### [Required actions]
(1) From the data checks thread, transcribe the passage that starts with the words containing "So I really" and ends with "document the syntax?".
(2) Write out every sentence in the data checks thread that ends with a question mark.
[start Source extract]
Could you provide more context? Given up on what? The syntax, or the whole
idea of data checks? Why did you "give up"?

I know that the syntax would cause the proposal to be rejected, but I can't
tell what syntax people want. Worse, while people don't seem to be
objecting to a PPC for data checks, I can't tell if people actually *want* it.
So I really would like to know what you mean by "given up."

Best,
Ovid
Re: Data checks semantics [ In reply to ]
On 5/27/23 12:58, Ovid wrote:
> Worse, while people don't seem to be objecting to a PPC for data
> checks, I can't tell if people actually /want/ it.
>
I want it.
Re: Data checks semantics [ In reply to ]
Of course, we want data checks.
Ovid, maybe you can create another GitHub repository similar to Corinna
(Ovid/Cor) and document the syntax?
I think the syntax came before the implementation for feature 'class' as
well.
[end Source extract]
[start Recorded information]
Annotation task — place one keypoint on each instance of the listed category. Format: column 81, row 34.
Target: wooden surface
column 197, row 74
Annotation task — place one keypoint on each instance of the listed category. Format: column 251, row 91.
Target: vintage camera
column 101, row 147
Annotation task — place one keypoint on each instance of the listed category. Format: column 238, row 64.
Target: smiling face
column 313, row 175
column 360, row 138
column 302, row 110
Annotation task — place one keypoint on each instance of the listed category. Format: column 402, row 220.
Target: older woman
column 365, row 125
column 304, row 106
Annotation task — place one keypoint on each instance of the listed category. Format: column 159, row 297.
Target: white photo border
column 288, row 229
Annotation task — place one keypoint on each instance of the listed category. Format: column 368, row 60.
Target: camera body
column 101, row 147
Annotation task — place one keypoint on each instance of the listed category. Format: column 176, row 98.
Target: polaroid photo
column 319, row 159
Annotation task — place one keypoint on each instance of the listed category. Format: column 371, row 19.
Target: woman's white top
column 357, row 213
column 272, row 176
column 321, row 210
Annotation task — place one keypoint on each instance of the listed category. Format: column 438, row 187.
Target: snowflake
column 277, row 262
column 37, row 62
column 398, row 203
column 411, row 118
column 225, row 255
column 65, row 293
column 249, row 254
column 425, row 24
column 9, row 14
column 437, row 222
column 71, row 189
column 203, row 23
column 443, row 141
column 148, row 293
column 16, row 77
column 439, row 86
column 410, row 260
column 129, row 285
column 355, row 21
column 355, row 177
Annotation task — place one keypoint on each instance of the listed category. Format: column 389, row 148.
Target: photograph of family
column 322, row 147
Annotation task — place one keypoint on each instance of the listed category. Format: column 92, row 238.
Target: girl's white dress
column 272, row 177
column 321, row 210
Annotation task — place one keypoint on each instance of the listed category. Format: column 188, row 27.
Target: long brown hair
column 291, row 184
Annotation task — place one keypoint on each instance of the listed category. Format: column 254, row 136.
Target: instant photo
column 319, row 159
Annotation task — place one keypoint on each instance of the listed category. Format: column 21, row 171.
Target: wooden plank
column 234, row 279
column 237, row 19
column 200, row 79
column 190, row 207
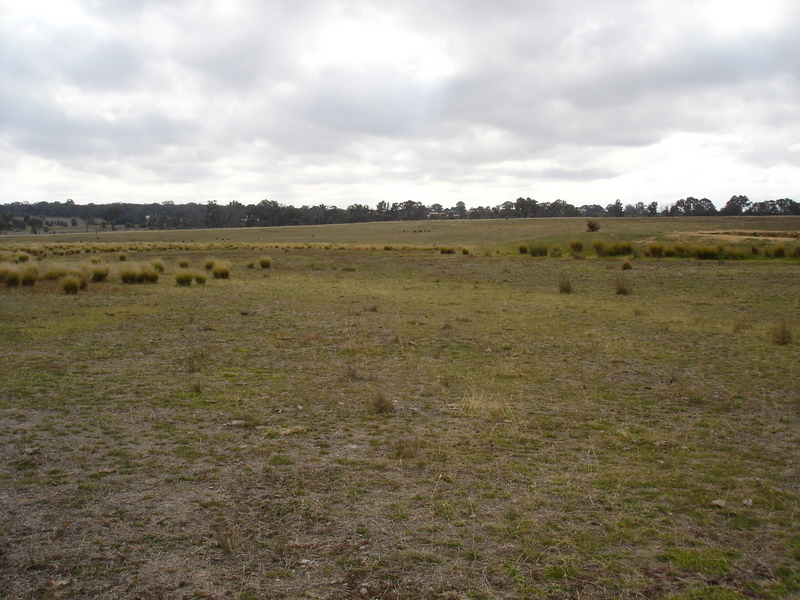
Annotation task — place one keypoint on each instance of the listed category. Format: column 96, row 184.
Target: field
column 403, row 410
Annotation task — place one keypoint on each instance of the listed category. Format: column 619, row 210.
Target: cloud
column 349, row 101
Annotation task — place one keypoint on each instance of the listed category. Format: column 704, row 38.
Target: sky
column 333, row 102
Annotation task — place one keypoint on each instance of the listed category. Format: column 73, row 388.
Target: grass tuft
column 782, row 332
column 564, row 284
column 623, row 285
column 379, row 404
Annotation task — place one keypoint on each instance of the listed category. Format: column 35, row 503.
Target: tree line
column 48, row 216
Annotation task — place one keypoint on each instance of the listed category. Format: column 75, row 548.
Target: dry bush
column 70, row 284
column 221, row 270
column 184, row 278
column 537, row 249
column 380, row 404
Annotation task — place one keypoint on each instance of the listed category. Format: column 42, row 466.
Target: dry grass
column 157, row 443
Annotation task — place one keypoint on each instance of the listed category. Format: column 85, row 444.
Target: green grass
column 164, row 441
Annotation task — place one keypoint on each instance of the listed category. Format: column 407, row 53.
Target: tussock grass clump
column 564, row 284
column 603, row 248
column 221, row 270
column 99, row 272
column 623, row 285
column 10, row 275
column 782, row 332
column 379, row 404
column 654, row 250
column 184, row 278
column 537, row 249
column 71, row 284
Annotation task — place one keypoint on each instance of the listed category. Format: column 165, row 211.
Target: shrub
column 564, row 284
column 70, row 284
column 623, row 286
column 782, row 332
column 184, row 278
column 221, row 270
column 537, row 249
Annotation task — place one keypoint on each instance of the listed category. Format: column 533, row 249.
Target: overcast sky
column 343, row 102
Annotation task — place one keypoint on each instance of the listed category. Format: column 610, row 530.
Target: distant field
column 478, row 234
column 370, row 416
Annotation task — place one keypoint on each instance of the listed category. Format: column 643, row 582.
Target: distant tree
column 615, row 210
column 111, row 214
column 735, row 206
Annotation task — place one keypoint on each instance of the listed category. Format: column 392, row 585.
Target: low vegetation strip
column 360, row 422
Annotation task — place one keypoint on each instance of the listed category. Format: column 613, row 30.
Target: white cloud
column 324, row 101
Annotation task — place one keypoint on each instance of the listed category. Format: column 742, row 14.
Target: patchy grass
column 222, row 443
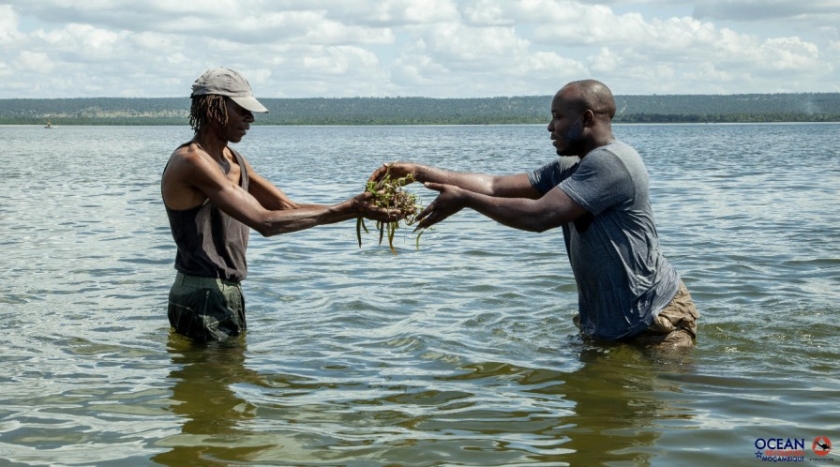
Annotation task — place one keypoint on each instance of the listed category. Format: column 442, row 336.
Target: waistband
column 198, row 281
[end Recorded information]
[start Recorded information]
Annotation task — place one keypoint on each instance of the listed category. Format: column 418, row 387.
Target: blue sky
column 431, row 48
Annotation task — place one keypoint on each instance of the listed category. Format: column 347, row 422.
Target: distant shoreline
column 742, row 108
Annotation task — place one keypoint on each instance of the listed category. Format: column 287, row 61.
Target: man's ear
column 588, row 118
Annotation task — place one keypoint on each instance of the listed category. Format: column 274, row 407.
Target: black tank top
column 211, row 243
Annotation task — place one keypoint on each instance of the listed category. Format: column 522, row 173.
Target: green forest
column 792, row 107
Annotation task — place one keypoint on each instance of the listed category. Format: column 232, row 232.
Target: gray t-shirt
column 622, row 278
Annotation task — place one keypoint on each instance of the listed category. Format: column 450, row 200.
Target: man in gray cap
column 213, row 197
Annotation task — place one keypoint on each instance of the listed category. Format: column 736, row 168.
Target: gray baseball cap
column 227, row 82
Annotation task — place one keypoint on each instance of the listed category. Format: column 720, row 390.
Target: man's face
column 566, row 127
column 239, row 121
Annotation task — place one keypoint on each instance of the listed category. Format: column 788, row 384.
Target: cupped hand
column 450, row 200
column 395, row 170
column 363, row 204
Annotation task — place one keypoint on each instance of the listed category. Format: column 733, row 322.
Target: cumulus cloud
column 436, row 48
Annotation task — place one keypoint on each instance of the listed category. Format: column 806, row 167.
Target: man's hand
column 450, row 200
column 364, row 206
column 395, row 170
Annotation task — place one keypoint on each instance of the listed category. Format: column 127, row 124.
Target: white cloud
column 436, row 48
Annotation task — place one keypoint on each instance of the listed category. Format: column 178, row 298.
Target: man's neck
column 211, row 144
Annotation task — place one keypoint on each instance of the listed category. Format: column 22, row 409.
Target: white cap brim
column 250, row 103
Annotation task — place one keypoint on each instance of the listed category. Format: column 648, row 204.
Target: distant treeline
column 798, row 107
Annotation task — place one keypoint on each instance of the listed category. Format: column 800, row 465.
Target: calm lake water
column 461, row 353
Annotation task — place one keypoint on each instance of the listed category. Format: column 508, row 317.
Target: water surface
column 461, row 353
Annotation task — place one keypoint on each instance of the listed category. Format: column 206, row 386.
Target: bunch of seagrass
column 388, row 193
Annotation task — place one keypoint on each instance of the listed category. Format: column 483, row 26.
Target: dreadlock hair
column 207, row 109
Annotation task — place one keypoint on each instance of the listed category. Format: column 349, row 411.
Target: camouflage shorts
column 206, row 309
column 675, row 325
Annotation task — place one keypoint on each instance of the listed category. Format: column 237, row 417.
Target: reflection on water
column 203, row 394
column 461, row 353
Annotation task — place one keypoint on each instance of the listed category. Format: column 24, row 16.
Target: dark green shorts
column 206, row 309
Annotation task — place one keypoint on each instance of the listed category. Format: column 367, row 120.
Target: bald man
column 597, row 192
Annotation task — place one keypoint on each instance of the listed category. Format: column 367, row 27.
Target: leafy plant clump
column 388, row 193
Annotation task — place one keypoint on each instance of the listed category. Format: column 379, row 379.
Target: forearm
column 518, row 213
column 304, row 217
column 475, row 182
[end Recorded information]
### [Solutions]
(1)
So I really would like to know what you mean by "given up."

Best,
Ovid
Re: Data checks semantics [ In reply to ]
On 5/27/23 12:58, Ovid wrote:
> Worse, while people don't seem to be objecting to a PPC for data
> checks, I can't tell if people actually /want/ it.
>
I want it.
Re: Data checks semantics [ In reply to ]
Of course, we want data checks.
Ovid, maybe you can create another GitHub repository similar to Corinna
(Ovid/Cor) and document the syntax?

(2)
Could you provide more context?
Given up on what?
The syntax, or the whole idea of data checks?
Why did you "give up"?
Ovid, maybe you can create another GitHub repository similar to Corinna (Ovid/Cor) and document the syntax?